* Zu lösende Aufgaben:
**1)** Schreibe den Auszug aus dem Forumsthread über den Bau eines Wasserfalls vollständig und wortgetreu nieder.
**2)** Gib die Zeilen der Datensätze als JSON-Liste von Zeichenketten aus, je eine pro Zeile und ohne Leerzeilen. Beginne mit der Zeile, die „Locate the beige“ enthält, und fahre bis einschließlich zum Ende der Datensätze fort, wobei die Bilder wegbleiben.

* Auszug zum Lesen:
= = = = = = =

Der Wasserfall wird sicher ein Prachtstück, viel Spaß?? bei der weiteren Fertigstellung und vor allen in der Nutzung!

Gruß
Norbert


----------



## Keep (21. Sep. 2006)

*AW: Bau meines Wasserfalls (dokumentiert)*

Das werde ich mit einplanen, Danke  Denkt ihr ich sollte einfach einen Pflanzkorb mit einbetonieren? Habe noch ein paar Nierenförmige hier... 

Was für Pflanzen würdet ihr empfehlen? 

Gruß René

P.S.: Hier noch ein Bild von oben...


----------



## Kalle (21. Sep. 2006)

*AW: Bau meines Wasserfalls (dokumentiert)*

Hallo Keep,

ich würde auf so nen häßlichen Pflanzkorb verzichten.

Mauer dir doch was schönes.  

In einem kleinen gemauerten "Trog" wachsen die Pflanzen genauso.

Paar "Durchflutungsschlitze" darfst du aber nicht vergessen.


----------



## Keep (24. Sep. 2006)

= = = = = = =

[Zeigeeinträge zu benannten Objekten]
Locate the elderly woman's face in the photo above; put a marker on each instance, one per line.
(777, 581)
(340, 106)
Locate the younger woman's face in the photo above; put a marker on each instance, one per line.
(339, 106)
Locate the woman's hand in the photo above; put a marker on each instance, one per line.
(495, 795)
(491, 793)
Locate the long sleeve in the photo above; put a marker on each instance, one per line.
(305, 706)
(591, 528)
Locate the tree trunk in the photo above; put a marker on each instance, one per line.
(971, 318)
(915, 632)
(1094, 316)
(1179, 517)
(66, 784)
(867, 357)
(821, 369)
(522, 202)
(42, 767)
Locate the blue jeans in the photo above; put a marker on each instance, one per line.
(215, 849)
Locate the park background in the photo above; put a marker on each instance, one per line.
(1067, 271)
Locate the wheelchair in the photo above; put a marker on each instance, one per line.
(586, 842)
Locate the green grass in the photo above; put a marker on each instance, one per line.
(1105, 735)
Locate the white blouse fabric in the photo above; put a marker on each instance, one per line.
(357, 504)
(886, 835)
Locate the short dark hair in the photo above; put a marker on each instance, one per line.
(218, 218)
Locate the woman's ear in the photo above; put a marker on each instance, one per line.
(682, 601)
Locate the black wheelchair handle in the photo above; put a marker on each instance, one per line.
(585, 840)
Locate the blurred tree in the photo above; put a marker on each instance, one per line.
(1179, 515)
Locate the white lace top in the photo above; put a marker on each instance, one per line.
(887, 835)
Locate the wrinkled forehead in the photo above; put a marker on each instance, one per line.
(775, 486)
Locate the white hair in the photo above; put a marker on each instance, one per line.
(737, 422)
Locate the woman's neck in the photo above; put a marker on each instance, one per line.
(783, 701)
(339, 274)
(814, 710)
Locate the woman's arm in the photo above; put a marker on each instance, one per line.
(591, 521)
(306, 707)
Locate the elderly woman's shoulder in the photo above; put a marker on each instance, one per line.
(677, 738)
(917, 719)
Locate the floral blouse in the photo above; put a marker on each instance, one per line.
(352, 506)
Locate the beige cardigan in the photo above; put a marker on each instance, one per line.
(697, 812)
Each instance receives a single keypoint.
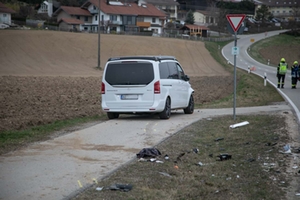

= = = = = = =

* Lösungen je Aufgabe:
**1)**
Der Wasserfall wird sicher ein Prachtstück, viel Spaß?? bei der weiteren Fertigstellung und vor allen in der Nutzung!

Gruß
Norbert


----------



## Keep (21. Sep. 2006)

*AW: Bau meines Wasserfalls (dokumentiert)*

Das werde ich mit einplanen, Danke  Denkt ihr ich sollte einfach einen Pflanzkorb mit einbetonieren? Habe noch ein paar Nierenförmige hier... 

Was für Pflanzen würdet ihr empfehlen? 

Gruß René

P.S.: Hier noch ein Bild von oben...


----------



## Kalle (21. Sep. 2006)

*AW: Bau meines Wasserfalls (dokumentiert)*

Hallo Keep,

ich würde auf so nen häßlichen Pflanzkorb verzichten.

Mauer dir doch was schönes.  

In einem kleinen gemauerten "Trog" wachsen die Pflanzen genauso.

Paar "Durchflutungsschlitze" darfst du aber nicht vergessen.


----------



## Keep (24. Sep. 2006)

**2)**
[
  "Locate the beige cardigan in the photo above; put a marker on each instance, one per line.",
  "(697, 812)",
  "Each instance receives a single keypoint."
]